● **TÂCHE DEMANDÉE A**
Selon l'arrêt sur le litige entre RNPO et la Coopérative Sélectour Afat, à quelle date le Tribunal de commerce de Paris a-t-il ouvert la procédure de redressement judiciaire visant RNPO ?
● **TÂCHE DEMANDÉE B**
Reprenez l'arrêt sur le litige entre RNPO et la Coopérative Sélectour Afat à la suite de sa dernière phrase.

● **EXTRAIT SOURCE**
CA Paris, Pôle 5 ch. 11, 31 mars 2017, n° 14-08348

PARIS

Arrêt

Confirmation

PARTIES

Demandeur :

RNPO (SAS)

Défendeur :

Coopérative Sélectour Afat (SCA)

COMPOSITION DE LA JURIDICTION

Président :

M. Birolleau

Conseillers :

Mme Lis Schaal, M. Thomas

T. com. Paris, du 17 mars 2014

17 mars 2014

Faits et procédure

Le 7 mars 2007, la société Sélectour Voyages, devenue Coopérative AS Voyage, agent de voyages, a souscrit un contrat auprès de la société Régie nationale de publicité et d'organisation (RNPO), spécialisée dans la vente d'espace publicitaires, en vue d'une insertion dans la revue l'Essor de la Gendarmerie nationale.

Par lettre recommandée avec accusé de réception le 20 mars 2007, Coopérative Voyage a informé RNPO de sa décision de ne pas donner suite à la proposition d'insertion publicitaire.

Le 3 mai 2007, RNPO a adressé à Coopérative AS Voyages, un bon à tirer ; elle l'a envoyé à nouveau par lettre recommandée avec accusé de réception le 25 février 2008.

Le 8 avril 2008, RNPO a adressé une facture de 5 597,28 euros TTC correspondant aux deux insertions publicitaires.

RNPO a fait procéder à deux publications de la publicité en avril 2008 et en mai 2008 dans l'édition de l'Essor de la Gendarmerie nationale.

Le 22 avril 2008, Coopérative AS Voyage a adressé à RNPO une lettre recommandée avec accusé de réception lui rappelant les termes de son courrier du 20 mars 2007 renonçant à l'opération.

RNPO a fait l'objet d'une procédure de redressement judiciaire ouverte par le Tribunal de commerce de Paris le 8 février 2012. Le 19 juin 2012, un plan de continuation a été adopté.

Après avoir adressé une mise en demeure, demeurée sans effet, le 27 septembre 2012, de payer la somme due au titre de la facture non réglée, RNPO a obtenu du Président du Tribunal de commerce de Paris, une ordonnance faisant injonction à Coopérative AS Voyages de payer à RNPO la somme de 5 597, 28 euros en principal. Cette ordonnance a été signifiée le 3 décembre 2012 à personne habilitée.

Coopérative AS Voyages a formé opposition à cette injonction, par courrier daté du 28 novembre 2012, en indiquant que la facture n'était pas fondée, Coopérative AS Voyage ayant confirmé, par courrier recommandé, son intention de ne pas donner suite à la proposition d'insertion publicitaire.

● **MATÉRIEL PRÉSENTÉ**
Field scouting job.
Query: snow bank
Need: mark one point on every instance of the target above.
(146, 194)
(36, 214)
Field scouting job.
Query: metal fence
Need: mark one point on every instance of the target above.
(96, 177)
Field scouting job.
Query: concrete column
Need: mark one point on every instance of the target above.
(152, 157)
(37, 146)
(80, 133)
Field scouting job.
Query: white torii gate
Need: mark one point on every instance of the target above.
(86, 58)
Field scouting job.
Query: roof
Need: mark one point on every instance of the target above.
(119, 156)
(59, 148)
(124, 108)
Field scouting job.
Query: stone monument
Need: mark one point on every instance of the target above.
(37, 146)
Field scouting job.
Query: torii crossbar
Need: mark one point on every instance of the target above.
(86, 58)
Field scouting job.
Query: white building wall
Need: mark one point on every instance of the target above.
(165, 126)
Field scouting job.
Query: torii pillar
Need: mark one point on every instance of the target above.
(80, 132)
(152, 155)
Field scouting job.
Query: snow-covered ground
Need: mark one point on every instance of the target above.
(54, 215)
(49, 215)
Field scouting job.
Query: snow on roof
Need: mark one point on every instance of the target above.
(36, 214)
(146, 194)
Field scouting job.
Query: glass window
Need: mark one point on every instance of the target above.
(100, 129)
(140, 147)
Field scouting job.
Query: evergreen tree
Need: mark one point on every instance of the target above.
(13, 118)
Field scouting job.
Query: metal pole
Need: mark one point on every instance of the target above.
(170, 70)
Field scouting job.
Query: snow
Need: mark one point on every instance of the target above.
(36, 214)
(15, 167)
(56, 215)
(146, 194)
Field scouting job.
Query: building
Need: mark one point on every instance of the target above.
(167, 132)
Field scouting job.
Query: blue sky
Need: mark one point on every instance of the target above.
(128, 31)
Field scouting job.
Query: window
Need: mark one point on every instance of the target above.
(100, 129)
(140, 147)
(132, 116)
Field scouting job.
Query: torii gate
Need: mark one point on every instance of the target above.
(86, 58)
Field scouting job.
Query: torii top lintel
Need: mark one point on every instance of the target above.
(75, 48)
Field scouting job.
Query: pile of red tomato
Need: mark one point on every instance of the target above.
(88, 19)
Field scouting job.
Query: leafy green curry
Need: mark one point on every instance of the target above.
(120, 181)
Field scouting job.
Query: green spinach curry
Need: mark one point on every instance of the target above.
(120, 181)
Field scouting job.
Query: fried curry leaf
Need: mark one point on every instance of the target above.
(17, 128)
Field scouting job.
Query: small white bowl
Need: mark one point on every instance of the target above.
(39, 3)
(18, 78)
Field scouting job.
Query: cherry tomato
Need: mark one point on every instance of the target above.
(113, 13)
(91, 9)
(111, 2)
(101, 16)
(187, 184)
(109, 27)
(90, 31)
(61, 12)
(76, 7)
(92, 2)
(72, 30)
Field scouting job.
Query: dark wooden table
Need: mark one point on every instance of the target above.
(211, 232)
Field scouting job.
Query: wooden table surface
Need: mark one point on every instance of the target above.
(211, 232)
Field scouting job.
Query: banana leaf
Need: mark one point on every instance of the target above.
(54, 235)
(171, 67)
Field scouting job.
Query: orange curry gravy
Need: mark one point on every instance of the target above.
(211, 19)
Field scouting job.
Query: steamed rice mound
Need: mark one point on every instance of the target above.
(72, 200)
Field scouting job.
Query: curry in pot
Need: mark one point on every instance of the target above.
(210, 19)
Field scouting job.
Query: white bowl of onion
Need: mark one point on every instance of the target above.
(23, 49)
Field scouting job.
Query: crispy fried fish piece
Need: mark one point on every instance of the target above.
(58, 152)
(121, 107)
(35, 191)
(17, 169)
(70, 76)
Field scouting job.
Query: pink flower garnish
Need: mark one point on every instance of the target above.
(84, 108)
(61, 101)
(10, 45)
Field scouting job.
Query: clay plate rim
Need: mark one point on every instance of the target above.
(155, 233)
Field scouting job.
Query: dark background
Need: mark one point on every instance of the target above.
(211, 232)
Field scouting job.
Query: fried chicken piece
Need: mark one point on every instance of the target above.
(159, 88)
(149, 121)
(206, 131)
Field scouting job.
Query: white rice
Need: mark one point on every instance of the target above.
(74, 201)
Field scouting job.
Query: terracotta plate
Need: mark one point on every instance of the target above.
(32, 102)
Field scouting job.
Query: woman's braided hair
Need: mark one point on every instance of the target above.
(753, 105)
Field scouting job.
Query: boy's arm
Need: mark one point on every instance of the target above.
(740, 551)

● **RÉSULTAT A**
Le 8 février 2012.

● **RÉSULTAT B**
Par jugement en date du 17 mars 2014, le Tribunal de commerce de Paris a :

- dit recevable et bien fondée l'opposition formée par le SCA Coopérative AS Voyages ;

- débouté la SCA Coopérative AS Voyages de sa demande d'irrecevabilité ;

- débouté la SAS Régie Nationale de Publicité et d'Organisation de l'ensemble de ses demandes ;

- condamné la SAS RNPO à verser à la SCA Coopérative AS Voyages la somme de 1 000 euros au titre de l'article 700 du Code de procédure civile, déboutant pour le surplus ;

- condamné la SAS RNPO aux dépens.

Le tribunal a retenu l'absence d'accord des parties sur les éléments essentiels du contrat, l'ordre d'insertion ne comprenant ni nombre, ni dates d'insertions, ni couleurs à utiliser.

La société RNPO a régulièrement interjeté appel de cette décision.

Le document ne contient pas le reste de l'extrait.